Quoted text »
:::::

Coriolis Effect with Friction

  • #1
The following problem is take from Thorton and Marion's Classical Dynamics, 5th edition, p. 408, chapter 10, problem 3.

A puck of mass m on a merry-go-round (a flat rotating disk) has constant angular velocity [tex]\omega[/tex] and coefficient of static friction between the puck and the disk of [tex]{\mu}_{s}[/tex].

Determine how far away from the center of the merry-go-round the hockey puck can be placed without sliding.


here's my attempt at a solution:

we want the puck to have zero velocity, so that when we integrate velocity with respect to time we get out a constant k, which is our radius from the center.

for the general case:

[tex]F = ma_{f} = m\ddot{R}_{f} + ma_{r} + m\dot{\omega} \times r + 2m\omega \times v_{r}[/tex]

the only force internal to the inertial reference frame is the friction force [tex]m\mu_{s}g[/tex]

and are solving for r for the zero velocity case and constant angular velocity, we can throw out the first two terms as well as the last:

[tex]F = m\mu_{s}g = m\dot{\omega} \times r [/tex]

which allows to say

[tex] m\mu_{s}g = mr\omega^{2} \hat{i}[/tex]

solving for r:

[tex] \frac{\mu_{s}g}{\omega^{2}} = r \hat{i}[/tex]

i feel really shaky about this result because i just don't feel confident about it because a) the thorton and marion book is too high-level and relies too heavily on mathematical formalism which b) i suck at.

:::::

Items »
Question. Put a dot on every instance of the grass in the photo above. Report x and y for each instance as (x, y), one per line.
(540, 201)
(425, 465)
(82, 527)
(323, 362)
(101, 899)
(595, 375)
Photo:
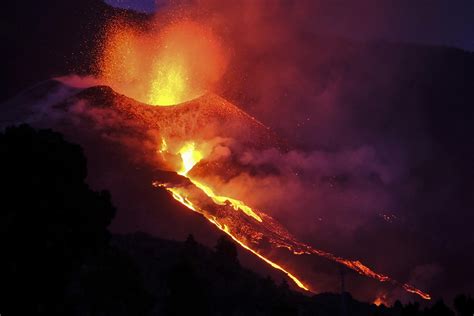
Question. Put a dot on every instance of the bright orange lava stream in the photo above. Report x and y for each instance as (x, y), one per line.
(190, 157)
(277, 235)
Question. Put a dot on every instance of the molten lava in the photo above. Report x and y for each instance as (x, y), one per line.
(250, 229)
(177, 63)
(164, 67)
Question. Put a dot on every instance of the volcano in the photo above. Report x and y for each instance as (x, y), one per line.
(189, 150)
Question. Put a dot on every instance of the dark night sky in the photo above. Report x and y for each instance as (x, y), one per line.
(438, 22)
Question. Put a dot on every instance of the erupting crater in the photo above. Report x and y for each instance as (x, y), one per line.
(162, 66)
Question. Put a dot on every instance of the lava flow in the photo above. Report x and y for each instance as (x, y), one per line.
(180, 62)
(163, 66)
(248, 232)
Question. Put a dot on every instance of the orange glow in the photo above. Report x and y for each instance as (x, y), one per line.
(190, 156)
(247, 233)
(381, 300)
(162, 66)
(225, 229)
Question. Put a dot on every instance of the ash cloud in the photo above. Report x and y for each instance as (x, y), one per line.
(380, 173)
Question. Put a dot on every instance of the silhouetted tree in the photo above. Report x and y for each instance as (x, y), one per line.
(51, 225)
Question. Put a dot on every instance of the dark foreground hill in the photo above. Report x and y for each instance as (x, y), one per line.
(59, 259)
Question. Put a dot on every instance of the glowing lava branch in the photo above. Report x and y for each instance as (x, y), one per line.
(177, 196)
(247, 232)
(190, 157)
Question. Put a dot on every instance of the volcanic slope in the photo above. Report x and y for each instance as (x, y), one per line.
(184, 135)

:::::

The tasks »
1. In the forum post, what chapter and problem number of the textbook does the exercise come from?
2. Write out the part of the forum post starting at "i feel really" and ending at "b) i suck at.".
The items have nothing to do with what comes next.

Responses in order »
1. Chapter 10, problem 3.

2.
i feel really shaky about this result because i just don't feel confident about it because a) the thorton and marion book is too high-level and relies too heavily on mathematical formalism which b) i suck at.